--- begin ---
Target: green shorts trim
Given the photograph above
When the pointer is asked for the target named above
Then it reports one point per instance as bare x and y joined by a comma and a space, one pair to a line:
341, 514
--- end ---
* **Given problem**: Put the material above into a Markdown table with the columns "Number" and "Text". Give each nonblank line its own row, numbered in order.

* **Final answer**:
| Number | Text |
|---|---|
| 1 | Target: green shorts trim |
| 2 | Given the photograph above |
| 3 | When the pointer is asked for the target named above |
| 4 | Then it reports one point per instance as bare x and y joined by a comma and a space, one pair to a line: |
| 5 | 341, 514 |